# Aim 1
Please reproduce the memoir about Aunt Lee word for word, from start to finish.

# Page text
++++++++++++++++++++
Word got back to my parents, I am not sure how, and they arrived on the third night. When they arrived unexpectedly, I thought dad was going to be mad at me for falling along the river. I remember being weak and very sleepy. Dad was not mad at me after all and seemed very concerned. He carried me out and put me in the back of our car. Dad and mom drove me to a doctor’s home in Pagosa Springs. I was nervous because if my parents had driven all the way from Denver (6 hour drive in those days) to get me, they must think my injury was pretty bad. My parents were very quiet on the drive to the doctors. They were just looking straight ahead at the road. I told myself that they must be very tired and somewhat worried about my injury. The doctor carefully took off my bandages and said, “No need for stitches.” He put a proper bandage on me that went from my thumb to my elbow. He told my parents to change it out every few days and try not to get it wet. The doctor told us that night that Aunt Lee had saved my life by wrapping my wrist with clean sheets.
We never drove back to the cabin. We stayed the night in a hotel in Pagosa Springs and drove back to Denver the next morning. I often wondered if my parents were mad at Aunt Lee for letting me play along the river at only 6 years old. I never stayed with her and Uncle Al again.
I thanked Aunt Lee a number of times in the years that passed. She always laughed and said, “I am just glad we had enough sheets!” Aunt Lee died a few years ago. She lived into her 80’s.
I have a scar that goes all the way across my wrist from the fall that day. Every once in a while someone will notice my scar and ask me how I cut my wrist. Memories of that summer vacation in the mountains flash back to me. It was the most important summer I have ever had. It was the summer that my Aunt Lee saved my life.
++++++++++++++++++++
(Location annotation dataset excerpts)
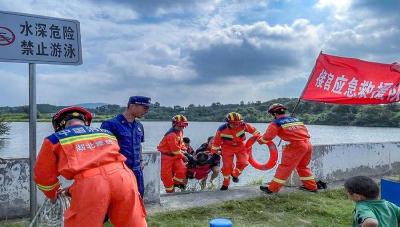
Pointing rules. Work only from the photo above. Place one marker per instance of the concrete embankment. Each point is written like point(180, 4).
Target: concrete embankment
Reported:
point(331, 163)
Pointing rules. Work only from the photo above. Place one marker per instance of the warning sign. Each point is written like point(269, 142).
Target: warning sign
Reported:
point(38, 39)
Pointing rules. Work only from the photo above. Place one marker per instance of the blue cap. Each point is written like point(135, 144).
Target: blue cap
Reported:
point(140, 100)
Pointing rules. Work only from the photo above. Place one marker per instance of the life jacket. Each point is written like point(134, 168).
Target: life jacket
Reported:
point(233, 137)
point(172, 143)
point(290, 128)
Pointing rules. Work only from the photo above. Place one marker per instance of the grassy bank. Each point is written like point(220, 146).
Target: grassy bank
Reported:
point(296, 209)
point(330, 208)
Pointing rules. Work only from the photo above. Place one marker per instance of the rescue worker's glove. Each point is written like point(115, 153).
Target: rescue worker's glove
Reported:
point(215, 151)
point(64, 191)
point(261, 140)
point(182, 156)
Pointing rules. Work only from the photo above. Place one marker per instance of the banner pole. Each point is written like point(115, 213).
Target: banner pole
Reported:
point(304, 89)
point(32, 137)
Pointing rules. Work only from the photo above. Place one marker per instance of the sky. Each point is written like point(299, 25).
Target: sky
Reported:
point(181, 52)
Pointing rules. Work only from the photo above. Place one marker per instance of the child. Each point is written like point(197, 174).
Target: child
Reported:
point(369, 210)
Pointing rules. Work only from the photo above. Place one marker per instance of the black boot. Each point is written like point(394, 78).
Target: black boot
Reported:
point(321, 185)
point(307, 190)
point(181, 186)
point(266, 189)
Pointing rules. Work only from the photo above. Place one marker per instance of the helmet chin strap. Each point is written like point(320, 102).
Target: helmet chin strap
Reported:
point(74, 121)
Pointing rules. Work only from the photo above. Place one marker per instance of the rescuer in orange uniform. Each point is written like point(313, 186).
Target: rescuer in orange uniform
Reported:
point(295, 155)
point(172, 148)
point(230, 138)
point(90, 156)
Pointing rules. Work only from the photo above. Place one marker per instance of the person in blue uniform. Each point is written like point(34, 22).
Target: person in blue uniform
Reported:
point(130, 134)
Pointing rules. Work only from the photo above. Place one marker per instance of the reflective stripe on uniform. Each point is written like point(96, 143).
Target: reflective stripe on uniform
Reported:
point(214, 148)
point(277, 180)
point(170, 188)
point(256, 133)
point(226, 136)
point(240, 171)
point(240, 133)
point(292, 124)
point(48, 187)
point(263, 140)
point(178, 179)
point(176, 152)
point(307, 178)
point(74, 139)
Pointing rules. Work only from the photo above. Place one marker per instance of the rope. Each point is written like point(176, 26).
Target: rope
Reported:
point(52, 214)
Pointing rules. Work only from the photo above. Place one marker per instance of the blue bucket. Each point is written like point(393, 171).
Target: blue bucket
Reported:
point(220, 222)
point(390, 191)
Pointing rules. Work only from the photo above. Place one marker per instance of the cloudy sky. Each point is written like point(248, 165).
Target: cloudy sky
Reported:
point(182, 52)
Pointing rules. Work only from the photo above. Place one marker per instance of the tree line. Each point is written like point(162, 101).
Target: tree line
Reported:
point(309, 112)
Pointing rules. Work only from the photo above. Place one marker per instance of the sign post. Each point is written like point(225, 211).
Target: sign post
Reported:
point(35, 40)
point(32, 137)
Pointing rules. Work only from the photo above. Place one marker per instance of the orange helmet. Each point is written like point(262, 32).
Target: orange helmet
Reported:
point(276, 107)
point(180, 121)
point(62, 116)
point(234, 118)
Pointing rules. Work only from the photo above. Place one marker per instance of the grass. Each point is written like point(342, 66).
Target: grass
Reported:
point(330, 208)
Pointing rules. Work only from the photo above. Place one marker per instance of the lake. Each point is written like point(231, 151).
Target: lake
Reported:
point(16, 144)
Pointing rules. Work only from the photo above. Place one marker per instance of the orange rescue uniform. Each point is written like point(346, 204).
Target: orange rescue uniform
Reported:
point(232, 143)
point(295, 155)
point(102, 183)
point(173, 169)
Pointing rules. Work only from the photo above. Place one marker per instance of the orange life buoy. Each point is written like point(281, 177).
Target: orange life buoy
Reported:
point(273, 155)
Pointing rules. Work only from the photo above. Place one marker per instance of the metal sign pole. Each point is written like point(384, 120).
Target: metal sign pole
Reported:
point(32, 136)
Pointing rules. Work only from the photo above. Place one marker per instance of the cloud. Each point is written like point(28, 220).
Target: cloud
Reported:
point(160, 8)
point(199, 52)
point(253, 50)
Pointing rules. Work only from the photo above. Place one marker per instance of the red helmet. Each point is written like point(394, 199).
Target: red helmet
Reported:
point(62, 116)
point(202, 158)
point(234, 118)
point(180, 121)
point(276, 107)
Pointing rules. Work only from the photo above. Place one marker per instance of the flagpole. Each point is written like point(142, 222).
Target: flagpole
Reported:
point(304, 89)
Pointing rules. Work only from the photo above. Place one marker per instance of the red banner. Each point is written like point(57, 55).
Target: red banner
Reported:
++++++++++++++++++++
# Aim 2
In the records, rewrite the lines starting at the one that contains "like point(320, 102)." and ending at the one that contains "point(90, 156)", replacing "orange" with "yellow" and keeping everything else the same. Return only those lines.

# Right answer 1
Word got back to my parents, I am not sure how, and they arrived on the third night. When they arrived unexpectedly, I thought dad was going to be mad at me for falling along the river. I remember being weak and very sleepy. Dad was not mad at me after all and seemed very concerned. He carried me out and put me in the back of our car. Dad and mom drove me to a doctor’s home in Pagosa Springs. I was nervous because if my parents had driven all the way from Denver (6 hour drive in those days) to get me, they must think my injury was pretty bad. My parents were very quiet on the drive to the doctors. They were just looking straight ahead at the road. I told myself that they must be very tired and somewhat worried about my injury. The doctor carefully took off my bandages and said, “No need for stitches.” He put a proper bandage on me that went from my thumb to my elbow. He told my parents to change it out every few days and try not to get it wet. The doctor told us that night that Aunt Lee had saved my life by wrapping my wrist with clean sheets.
We never drove back to the cabin. We stayed the night in a hotel in Pagosa Springs and drove back to Denver the next morning. I often wondered if my parents were mad at Aunt Lee for letting me play along the river at only 6 years old. I never stayed with her and Uncle Al again.
I thanked Aunt Lee a number of times in the years that passed. She always laughed and said, “I am just glad we had enough sheets!” Aunt Lee died a few years ago. She lived into her 80’s.
I have a scar that goes all the way across my wrist from the fall that day. Every once in a while someone will notice my scar and ask me how I cut my wrist. Memories of that summer vacation in the mountains flash back to me. It was the most important summer I have ever had. It was the summer that my Aunt Lee saved my life.

# Right answer 2
Pointing rules. Work only from the photo above. Place one marker per instance of the helmet chin strap. Each point is written like point(320, 102).
Target: helmet chin strap
Reported:
point(74, 121)
Pointing rules. Work only from the photo above. Place one marker per instance of the rescuer in yellow uniform. Each point is written like point(313, 186).
Target: rescuer in yellow uniform
Reported:
point(295, 155)
point(172, 148)
point(230, 138)
point(90, 156)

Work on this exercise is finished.